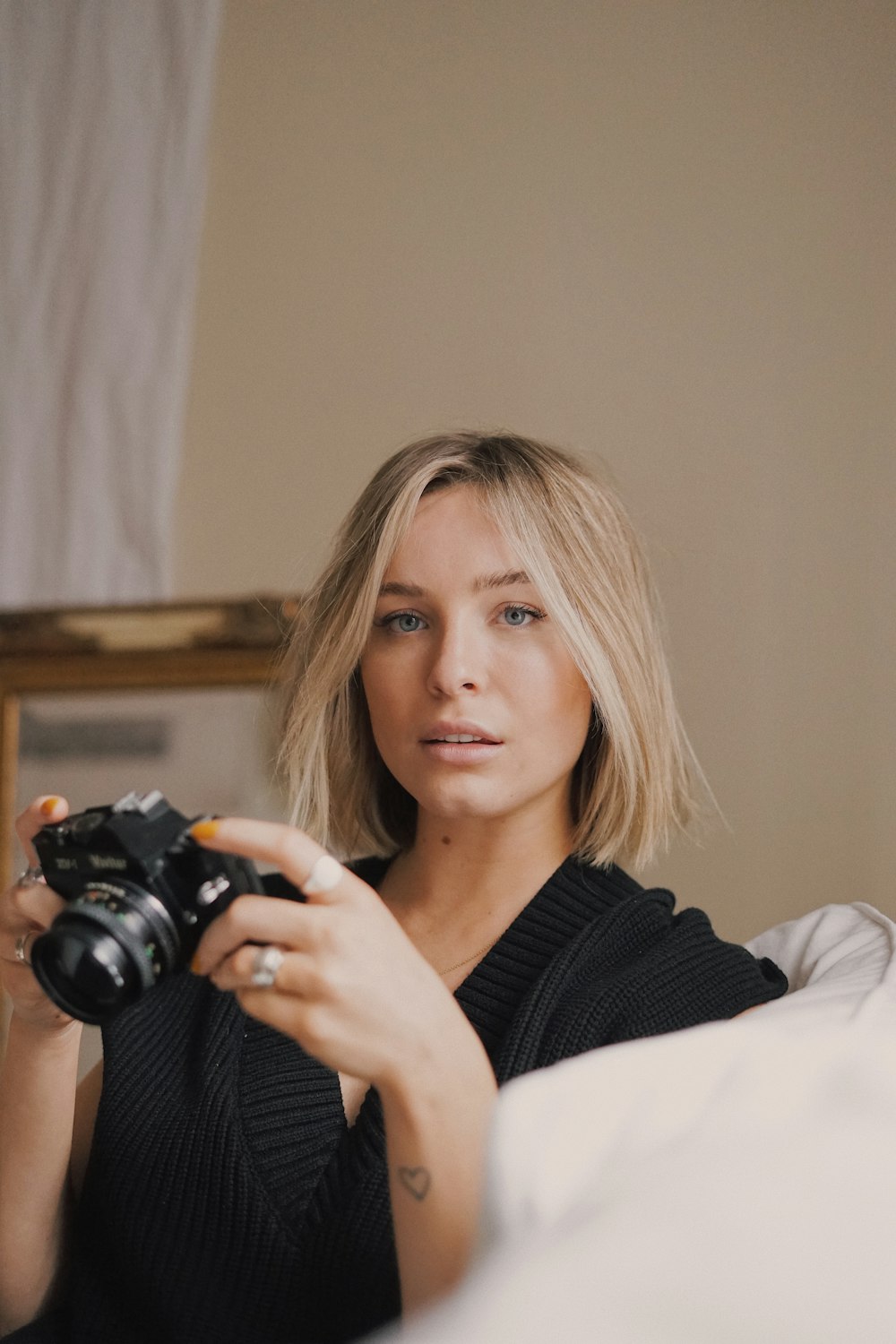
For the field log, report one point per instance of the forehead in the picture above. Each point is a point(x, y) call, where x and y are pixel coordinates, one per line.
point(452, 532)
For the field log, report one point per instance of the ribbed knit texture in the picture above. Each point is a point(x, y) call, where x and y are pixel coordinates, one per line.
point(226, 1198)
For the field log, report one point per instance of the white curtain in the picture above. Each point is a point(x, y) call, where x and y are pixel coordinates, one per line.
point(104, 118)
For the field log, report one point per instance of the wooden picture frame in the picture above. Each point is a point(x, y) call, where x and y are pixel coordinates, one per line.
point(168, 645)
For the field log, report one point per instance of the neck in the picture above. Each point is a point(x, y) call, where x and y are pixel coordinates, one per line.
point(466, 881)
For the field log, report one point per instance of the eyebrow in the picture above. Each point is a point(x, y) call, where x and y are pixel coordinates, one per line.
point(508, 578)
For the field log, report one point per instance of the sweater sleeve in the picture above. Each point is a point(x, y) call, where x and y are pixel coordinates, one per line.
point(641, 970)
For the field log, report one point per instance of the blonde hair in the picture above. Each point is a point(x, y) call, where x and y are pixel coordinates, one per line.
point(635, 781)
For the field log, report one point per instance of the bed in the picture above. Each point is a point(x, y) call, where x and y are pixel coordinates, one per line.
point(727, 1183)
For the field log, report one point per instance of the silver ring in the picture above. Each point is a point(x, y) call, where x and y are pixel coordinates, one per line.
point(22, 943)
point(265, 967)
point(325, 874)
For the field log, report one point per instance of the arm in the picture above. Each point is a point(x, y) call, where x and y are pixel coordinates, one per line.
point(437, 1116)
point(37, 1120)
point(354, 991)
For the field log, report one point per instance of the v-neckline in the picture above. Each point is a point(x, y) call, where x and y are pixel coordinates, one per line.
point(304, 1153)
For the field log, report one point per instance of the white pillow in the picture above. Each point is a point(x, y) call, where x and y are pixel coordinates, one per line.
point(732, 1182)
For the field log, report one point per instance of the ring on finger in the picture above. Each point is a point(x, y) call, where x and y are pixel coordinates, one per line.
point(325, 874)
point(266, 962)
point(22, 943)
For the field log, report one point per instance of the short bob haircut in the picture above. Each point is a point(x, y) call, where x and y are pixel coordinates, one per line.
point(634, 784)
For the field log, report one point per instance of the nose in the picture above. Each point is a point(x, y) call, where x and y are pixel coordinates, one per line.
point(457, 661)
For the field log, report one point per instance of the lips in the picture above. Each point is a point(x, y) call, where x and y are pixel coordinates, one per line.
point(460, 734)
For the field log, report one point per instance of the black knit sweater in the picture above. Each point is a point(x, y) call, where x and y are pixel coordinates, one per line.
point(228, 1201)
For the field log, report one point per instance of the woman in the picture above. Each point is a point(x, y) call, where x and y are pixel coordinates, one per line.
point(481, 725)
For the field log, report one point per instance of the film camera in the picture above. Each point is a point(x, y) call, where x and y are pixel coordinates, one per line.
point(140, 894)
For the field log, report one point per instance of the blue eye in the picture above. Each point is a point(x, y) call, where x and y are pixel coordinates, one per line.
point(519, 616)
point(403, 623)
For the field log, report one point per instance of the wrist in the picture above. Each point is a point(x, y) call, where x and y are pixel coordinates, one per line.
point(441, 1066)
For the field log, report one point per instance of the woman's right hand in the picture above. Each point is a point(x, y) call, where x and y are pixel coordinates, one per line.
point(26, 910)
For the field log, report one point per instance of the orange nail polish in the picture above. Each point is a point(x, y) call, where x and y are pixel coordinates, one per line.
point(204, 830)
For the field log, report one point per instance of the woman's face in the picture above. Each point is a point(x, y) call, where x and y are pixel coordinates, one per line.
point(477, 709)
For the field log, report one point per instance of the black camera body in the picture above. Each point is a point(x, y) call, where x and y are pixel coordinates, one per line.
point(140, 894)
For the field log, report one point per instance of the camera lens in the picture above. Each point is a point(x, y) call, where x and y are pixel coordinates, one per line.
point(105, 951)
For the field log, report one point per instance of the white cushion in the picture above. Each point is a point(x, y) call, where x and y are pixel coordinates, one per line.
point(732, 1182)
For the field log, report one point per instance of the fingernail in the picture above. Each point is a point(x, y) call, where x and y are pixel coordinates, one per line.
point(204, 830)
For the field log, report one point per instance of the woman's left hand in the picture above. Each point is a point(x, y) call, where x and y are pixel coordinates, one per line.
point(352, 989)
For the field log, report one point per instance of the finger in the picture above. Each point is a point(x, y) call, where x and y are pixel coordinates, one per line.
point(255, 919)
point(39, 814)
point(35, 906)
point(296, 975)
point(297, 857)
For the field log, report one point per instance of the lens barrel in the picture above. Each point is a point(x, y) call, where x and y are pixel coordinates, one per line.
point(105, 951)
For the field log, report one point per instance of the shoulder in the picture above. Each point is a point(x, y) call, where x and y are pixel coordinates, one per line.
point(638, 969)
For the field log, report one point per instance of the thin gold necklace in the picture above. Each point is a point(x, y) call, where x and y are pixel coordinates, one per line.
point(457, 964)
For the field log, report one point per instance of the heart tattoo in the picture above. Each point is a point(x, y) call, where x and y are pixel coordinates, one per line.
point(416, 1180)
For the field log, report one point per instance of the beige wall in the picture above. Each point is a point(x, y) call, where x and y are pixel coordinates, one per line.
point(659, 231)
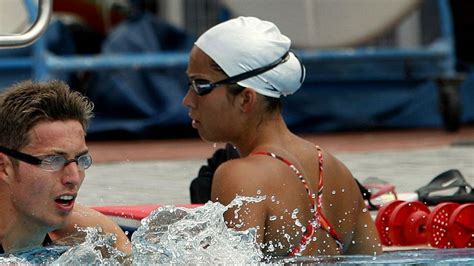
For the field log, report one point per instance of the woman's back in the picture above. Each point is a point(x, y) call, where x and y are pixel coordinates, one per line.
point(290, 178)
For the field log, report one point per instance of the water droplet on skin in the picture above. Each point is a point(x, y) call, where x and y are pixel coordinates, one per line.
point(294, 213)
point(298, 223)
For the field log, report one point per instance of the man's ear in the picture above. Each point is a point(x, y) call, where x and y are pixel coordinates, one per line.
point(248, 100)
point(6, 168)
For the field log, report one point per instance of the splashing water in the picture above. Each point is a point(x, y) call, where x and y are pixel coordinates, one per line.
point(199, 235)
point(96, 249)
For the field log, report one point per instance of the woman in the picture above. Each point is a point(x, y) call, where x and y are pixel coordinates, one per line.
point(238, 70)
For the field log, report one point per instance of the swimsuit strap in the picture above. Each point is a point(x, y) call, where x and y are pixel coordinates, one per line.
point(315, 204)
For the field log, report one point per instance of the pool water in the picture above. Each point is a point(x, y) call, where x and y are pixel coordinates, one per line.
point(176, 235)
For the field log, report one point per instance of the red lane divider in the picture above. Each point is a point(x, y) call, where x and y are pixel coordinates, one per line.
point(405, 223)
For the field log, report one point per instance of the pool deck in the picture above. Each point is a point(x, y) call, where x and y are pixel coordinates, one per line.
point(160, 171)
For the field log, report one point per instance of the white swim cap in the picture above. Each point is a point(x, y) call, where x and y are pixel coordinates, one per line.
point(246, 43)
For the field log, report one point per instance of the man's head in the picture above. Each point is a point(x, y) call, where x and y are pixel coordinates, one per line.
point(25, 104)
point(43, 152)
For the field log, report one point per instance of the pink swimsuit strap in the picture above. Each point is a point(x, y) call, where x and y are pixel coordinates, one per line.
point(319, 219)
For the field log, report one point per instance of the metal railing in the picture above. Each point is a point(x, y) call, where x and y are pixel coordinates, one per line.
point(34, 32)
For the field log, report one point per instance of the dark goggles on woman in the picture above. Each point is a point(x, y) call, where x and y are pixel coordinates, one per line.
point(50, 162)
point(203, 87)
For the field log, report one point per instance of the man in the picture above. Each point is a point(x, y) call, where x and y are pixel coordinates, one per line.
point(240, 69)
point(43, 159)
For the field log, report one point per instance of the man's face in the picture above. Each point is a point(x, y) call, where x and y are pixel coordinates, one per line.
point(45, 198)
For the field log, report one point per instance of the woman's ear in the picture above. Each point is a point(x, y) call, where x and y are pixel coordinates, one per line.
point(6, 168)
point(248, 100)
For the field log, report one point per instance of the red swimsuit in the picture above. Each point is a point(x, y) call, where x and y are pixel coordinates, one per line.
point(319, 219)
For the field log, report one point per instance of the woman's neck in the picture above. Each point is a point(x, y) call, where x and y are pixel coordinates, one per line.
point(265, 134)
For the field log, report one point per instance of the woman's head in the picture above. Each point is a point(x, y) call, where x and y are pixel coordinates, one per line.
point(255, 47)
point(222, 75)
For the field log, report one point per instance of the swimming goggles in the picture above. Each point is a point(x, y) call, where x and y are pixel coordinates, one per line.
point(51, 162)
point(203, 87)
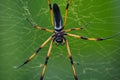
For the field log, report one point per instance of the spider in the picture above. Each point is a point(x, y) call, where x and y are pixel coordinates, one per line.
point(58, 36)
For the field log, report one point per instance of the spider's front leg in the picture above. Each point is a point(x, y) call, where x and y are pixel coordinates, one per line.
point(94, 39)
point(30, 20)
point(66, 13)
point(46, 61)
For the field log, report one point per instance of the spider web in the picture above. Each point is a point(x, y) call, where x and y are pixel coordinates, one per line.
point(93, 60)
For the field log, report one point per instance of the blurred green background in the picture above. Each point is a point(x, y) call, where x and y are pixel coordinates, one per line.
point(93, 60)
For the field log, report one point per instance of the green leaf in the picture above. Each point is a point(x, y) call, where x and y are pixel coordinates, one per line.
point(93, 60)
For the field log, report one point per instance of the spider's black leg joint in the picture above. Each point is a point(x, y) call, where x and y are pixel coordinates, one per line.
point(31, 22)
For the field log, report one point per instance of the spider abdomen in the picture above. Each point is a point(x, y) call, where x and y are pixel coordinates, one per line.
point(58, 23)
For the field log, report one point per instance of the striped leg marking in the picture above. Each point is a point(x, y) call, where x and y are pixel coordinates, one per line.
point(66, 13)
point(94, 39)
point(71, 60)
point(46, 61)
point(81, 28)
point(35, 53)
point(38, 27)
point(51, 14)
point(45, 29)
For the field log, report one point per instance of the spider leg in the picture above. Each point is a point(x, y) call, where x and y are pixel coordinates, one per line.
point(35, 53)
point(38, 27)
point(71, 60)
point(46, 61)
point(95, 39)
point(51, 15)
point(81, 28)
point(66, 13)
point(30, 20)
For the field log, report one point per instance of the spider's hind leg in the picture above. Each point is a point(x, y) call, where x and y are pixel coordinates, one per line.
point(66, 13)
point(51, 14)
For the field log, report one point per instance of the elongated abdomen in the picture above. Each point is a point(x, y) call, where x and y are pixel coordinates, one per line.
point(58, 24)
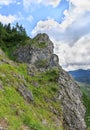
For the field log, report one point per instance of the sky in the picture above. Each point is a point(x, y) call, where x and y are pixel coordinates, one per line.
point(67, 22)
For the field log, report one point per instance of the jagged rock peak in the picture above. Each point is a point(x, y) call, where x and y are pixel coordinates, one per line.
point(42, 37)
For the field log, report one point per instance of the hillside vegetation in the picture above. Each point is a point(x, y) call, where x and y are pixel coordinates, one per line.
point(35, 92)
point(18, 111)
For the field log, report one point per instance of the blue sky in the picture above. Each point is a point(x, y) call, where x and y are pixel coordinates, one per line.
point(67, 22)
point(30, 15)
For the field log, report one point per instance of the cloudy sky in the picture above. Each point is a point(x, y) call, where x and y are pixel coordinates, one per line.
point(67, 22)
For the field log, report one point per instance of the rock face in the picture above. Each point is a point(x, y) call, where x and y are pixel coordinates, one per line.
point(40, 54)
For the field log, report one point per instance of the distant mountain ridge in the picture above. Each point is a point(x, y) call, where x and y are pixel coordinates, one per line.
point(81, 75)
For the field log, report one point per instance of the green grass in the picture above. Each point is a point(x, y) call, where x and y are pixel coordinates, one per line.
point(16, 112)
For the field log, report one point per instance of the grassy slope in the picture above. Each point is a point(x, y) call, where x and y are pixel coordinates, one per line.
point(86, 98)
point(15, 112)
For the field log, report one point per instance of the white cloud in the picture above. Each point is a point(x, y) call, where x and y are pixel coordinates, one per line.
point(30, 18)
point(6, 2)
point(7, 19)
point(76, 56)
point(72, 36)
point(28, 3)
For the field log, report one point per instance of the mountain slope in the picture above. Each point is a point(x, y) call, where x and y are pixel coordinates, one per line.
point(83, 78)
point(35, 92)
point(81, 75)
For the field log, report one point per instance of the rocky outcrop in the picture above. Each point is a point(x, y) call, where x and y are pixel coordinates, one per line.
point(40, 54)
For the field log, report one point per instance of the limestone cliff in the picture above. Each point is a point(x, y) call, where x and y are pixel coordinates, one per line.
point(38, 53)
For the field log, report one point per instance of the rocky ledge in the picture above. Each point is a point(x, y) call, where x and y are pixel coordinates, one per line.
--------------------------------
Return verbatim the part of the rows above that opens with the line containing "of the orange" and closes with the line containing "point(477, 709)", including both of those lines.

For the field log, report one point per instance of the orange nail polish in the picture above. Each point is a point(x, y) call, where x and y are pixel coordinates, one per line.
point(204, 830)
For the field log, report one point per instance of the woman's face in the picture above. Each point is a point(x, y) call, where x and y are pixel coordinates, one per line.
point(477, 709)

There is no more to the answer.